*THE TASK:*
Using the listing that follows, report how many lines include the word "instances", and add no other words.

*GIVEN RECORDS:*
-=-=-

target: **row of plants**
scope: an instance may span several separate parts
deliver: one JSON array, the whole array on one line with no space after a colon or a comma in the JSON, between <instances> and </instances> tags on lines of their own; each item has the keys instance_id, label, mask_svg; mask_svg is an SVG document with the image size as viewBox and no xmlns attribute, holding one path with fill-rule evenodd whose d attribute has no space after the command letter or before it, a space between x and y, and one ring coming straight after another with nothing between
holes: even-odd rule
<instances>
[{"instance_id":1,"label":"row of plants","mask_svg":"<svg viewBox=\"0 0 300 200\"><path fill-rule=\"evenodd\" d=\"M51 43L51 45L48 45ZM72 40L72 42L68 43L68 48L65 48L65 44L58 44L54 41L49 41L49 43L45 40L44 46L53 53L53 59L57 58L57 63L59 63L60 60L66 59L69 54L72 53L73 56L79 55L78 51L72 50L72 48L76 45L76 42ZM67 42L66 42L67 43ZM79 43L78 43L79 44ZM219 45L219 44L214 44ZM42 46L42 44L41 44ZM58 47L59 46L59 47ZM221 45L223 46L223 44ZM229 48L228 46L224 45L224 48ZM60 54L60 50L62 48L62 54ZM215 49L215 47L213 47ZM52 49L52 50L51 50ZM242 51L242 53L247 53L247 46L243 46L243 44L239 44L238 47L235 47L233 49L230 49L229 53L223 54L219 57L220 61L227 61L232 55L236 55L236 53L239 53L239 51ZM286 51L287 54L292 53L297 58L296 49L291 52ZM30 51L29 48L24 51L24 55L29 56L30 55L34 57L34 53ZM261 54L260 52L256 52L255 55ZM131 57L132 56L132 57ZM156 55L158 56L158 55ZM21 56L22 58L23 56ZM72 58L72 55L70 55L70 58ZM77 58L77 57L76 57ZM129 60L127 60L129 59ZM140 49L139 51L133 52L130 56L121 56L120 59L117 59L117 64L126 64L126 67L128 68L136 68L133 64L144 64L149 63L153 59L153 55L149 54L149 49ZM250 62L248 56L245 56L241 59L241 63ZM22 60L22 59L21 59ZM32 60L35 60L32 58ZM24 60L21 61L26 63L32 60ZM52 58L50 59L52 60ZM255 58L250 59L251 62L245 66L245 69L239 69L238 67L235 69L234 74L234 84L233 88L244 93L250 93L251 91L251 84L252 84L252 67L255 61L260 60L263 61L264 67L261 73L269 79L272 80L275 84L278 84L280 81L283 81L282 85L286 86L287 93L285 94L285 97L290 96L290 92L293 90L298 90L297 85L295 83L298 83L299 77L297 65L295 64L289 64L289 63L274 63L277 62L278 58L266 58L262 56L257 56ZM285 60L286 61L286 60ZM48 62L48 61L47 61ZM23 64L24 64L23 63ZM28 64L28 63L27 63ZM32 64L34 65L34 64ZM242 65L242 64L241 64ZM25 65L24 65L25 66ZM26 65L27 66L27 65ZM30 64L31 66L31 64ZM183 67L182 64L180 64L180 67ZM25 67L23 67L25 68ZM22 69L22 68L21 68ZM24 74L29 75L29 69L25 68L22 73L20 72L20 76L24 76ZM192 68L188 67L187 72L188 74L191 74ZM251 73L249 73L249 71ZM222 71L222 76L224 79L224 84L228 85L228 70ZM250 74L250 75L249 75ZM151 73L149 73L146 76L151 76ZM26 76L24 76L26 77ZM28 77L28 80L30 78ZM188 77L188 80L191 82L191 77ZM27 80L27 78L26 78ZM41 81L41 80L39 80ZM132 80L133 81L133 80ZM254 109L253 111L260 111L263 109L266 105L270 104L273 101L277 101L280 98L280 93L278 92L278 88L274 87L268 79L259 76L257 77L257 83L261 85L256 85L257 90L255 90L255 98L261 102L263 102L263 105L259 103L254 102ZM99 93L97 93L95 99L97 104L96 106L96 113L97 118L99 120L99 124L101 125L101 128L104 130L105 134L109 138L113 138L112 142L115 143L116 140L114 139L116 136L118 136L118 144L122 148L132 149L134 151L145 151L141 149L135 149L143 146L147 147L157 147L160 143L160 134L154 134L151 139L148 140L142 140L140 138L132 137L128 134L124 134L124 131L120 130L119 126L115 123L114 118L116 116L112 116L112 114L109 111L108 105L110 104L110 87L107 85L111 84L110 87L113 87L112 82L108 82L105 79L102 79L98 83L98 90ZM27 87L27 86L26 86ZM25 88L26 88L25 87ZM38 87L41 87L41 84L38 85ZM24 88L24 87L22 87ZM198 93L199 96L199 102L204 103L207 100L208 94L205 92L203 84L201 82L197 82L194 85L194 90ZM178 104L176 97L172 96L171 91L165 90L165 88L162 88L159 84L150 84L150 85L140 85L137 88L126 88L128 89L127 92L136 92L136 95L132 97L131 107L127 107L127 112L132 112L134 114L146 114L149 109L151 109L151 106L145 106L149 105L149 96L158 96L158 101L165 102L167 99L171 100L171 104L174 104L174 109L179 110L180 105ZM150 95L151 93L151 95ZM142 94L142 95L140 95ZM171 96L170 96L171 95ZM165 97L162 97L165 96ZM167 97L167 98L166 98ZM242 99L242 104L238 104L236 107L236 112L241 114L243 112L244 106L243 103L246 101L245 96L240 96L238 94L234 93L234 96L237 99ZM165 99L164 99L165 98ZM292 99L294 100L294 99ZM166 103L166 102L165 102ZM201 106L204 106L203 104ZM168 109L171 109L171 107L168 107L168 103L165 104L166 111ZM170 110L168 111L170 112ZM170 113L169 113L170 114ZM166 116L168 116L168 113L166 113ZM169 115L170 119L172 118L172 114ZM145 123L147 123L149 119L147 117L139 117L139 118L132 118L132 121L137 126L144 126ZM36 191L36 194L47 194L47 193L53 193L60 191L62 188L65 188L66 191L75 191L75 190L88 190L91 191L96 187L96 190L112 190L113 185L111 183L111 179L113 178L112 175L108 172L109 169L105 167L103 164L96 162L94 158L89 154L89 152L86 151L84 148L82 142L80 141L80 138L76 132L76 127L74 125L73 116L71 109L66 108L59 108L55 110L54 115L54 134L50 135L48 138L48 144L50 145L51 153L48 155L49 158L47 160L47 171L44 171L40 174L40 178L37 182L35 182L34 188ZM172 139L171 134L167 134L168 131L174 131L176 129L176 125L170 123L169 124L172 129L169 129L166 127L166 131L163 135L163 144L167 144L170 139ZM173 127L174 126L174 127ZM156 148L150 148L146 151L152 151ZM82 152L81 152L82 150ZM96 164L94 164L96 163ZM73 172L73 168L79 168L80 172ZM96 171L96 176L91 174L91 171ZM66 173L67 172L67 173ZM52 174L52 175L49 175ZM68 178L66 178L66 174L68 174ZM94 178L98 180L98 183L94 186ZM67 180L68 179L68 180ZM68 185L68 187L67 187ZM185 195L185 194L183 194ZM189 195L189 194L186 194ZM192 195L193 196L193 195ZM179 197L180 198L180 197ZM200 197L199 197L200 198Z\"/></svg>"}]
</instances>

-=-=-

*RESULT FOR THIS TASK:*
3